-- Challenge --
Starting at the line that holds "point: sky -- spot", set down each line through the end of the listing, exactly as written and with nothing added.

-- Data to process --
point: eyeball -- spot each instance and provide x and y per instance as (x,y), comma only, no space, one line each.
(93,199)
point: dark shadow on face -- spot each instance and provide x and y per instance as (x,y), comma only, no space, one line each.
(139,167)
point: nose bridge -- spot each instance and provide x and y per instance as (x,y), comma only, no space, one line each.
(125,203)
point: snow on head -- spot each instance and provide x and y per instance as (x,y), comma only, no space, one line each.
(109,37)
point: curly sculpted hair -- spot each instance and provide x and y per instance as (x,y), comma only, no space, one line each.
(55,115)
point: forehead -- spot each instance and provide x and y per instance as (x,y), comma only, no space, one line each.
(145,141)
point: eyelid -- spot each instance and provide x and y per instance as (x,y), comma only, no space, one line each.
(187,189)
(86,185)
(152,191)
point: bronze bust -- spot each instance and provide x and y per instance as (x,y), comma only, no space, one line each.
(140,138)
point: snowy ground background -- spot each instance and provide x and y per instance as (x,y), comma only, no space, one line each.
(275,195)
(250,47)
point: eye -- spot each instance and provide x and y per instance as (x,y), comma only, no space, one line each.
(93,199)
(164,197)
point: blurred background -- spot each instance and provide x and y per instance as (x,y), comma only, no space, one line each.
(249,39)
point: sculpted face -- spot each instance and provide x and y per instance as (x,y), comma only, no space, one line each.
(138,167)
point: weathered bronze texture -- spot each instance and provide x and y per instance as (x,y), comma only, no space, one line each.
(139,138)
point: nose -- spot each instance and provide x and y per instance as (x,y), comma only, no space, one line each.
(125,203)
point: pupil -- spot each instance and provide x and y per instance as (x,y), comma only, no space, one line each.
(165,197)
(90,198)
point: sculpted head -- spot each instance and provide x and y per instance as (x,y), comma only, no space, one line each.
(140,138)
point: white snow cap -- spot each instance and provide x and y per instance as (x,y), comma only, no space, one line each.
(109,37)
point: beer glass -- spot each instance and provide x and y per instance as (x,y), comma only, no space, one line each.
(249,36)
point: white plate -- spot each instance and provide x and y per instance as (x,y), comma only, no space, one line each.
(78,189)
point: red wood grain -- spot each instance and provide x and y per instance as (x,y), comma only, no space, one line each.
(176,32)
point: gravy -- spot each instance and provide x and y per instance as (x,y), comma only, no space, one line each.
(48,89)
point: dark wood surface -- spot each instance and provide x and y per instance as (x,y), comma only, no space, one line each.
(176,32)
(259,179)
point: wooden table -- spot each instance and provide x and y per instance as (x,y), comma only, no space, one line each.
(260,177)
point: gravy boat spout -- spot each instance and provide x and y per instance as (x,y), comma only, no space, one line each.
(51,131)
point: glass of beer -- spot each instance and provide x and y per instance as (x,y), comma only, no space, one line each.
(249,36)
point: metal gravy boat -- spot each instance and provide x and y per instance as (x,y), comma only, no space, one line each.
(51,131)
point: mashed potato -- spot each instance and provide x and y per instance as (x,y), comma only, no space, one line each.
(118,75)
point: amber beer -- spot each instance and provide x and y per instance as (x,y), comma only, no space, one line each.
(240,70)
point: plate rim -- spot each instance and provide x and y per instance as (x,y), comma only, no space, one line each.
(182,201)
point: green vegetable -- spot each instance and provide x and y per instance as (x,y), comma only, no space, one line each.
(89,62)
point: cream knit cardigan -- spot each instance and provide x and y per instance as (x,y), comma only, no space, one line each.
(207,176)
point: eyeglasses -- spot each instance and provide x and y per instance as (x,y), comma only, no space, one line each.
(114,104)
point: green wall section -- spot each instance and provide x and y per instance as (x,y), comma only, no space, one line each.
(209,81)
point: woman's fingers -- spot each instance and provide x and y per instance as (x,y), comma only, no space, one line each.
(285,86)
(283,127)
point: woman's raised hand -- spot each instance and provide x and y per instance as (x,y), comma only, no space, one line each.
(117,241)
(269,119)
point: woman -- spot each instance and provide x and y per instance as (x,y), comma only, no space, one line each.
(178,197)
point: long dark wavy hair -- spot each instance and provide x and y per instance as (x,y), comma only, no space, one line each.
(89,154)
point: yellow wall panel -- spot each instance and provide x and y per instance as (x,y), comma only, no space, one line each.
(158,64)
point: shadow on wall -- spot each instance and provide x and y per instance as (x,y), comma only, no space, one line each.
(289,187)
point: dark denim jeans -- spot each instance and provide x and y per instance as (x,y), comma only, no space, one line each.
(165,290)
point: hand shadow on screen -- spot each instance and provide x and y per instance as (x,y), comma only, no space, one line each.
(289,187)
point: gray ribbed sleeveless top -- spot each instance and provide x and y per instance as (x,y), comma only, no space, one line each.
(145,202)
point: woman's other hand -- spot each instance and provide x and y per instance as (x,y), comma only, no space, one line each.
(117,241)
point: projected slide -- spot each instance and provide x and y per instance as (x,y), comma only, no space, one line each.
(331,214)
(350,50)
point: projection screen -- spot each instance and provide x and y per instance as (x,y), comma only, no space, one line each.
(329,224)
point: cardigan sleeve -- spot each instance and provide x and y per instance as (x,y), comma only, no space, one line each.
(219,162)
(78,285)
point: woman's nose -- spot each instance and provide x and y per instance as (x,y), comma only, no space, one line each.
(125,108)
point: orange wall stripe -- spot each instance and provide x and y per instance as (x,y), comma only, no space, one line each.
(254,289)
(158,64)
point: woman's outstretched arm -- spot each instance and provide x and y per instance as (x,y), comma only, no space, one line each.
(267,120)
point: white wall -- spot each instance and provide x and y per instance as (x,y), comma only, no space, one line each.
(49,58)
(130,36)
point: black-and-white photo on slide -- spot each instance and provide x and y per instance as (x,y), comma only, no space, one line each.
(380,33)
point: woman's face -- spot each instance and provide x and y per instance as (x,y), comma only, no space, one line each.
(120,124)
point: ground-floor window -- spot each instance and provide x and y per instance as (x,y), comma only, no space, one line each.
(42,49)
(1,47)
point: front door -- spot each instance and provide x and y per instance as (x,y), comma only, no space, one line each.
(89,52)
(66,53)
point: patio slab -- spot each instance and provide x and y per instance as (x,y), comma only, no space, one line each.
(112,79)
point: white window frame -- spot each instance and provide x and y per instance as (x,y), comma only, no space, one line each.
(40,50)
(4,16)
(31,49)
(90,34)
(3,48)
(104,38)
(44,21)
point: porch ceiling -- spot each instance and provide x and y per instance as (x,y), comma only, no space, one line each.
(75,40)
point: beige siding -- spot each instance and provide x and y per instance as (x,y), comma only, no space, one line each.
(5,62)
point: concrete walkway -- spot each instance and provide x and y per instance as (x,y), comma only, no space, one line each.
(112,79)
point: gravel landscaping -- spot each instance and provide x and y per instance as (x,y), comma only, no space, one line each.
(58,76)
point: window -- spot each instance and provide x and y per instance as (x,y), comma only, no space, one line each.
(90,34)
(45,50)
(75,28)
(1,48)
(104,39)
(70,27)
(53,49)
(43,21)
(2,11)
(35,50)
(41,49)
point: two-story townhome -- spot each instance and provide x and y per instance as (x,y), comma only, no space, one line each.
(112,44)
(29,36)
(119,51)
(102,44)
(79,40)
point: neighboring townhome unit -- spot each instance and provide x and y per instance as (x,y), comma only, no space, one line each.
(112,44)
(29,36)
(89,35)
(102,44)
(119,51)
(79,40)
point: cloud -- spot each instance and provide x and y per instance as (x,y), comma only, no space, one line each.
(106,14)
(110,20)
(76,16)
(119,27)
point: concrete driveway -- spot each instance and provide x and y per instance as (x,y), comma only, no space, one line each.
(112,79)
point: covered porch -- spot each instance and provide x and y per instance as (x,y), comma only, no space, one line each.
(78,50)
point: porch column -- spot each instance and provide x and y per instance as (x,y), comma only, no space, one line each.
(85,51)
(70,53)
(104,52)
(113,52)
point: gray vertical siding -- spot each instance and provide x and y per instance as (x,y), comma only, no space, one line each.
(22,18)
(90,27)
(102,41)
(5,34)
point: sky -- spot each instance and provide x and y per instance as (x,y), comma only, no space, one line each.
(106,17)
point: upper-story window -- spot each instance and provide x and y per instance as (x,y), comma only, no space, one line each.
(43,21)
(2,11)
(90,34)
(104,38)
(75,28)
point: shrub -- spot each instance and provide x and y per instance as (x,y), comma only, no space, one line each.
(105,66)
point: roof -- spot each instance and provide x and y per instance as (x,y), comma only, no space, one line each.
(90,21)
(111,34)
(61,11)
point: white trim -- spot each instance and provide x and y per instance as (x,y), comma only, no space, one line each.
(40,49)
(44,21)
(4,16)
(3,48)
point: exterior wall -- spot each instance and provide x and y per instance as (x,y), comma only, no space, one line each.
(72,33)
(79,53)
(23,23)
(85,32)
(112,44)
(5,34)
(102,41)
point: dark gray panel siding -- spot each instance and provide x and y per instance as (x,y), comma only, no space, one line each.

-- Solution to this task --
point: sky -- spot each instance and provide x and y per instance as (x,y), comma only, no space, one line each.
(106,17)
point: upper-story window -- spot each instance and provide x and y per instance as (x,y), comma only, no space, one line each.
(43,21)
(2,11)
(90,34)
(104,38)
(75,28)
point: shrub -- spot each instance and provide x and y per instance as (x,y), comma only, no space, one line each.
(105,66)
point: roof -- spot each instance and provide x and y per instance as (x,y), comma only, no space, one line each.
(90,21)
(111,34)
(61,11)
point: white trim -- spot each instance and provide x and y per instance as (x,y), comma only, no space, one line each.
(40,49)
(44,21)
(4,16)
(3,48)
point: exterior wall -- spot each instance and provide x and y per instance as (x,y), comma only, no space, one line each.
(72,33)
(79,53)
(23,23)
(85,32)
(112,44)
(5,34)
(102,41)
point: dark gray panel siding -- spot each instance and provide x and y per instance as (x,y), comma only, no space, one line each.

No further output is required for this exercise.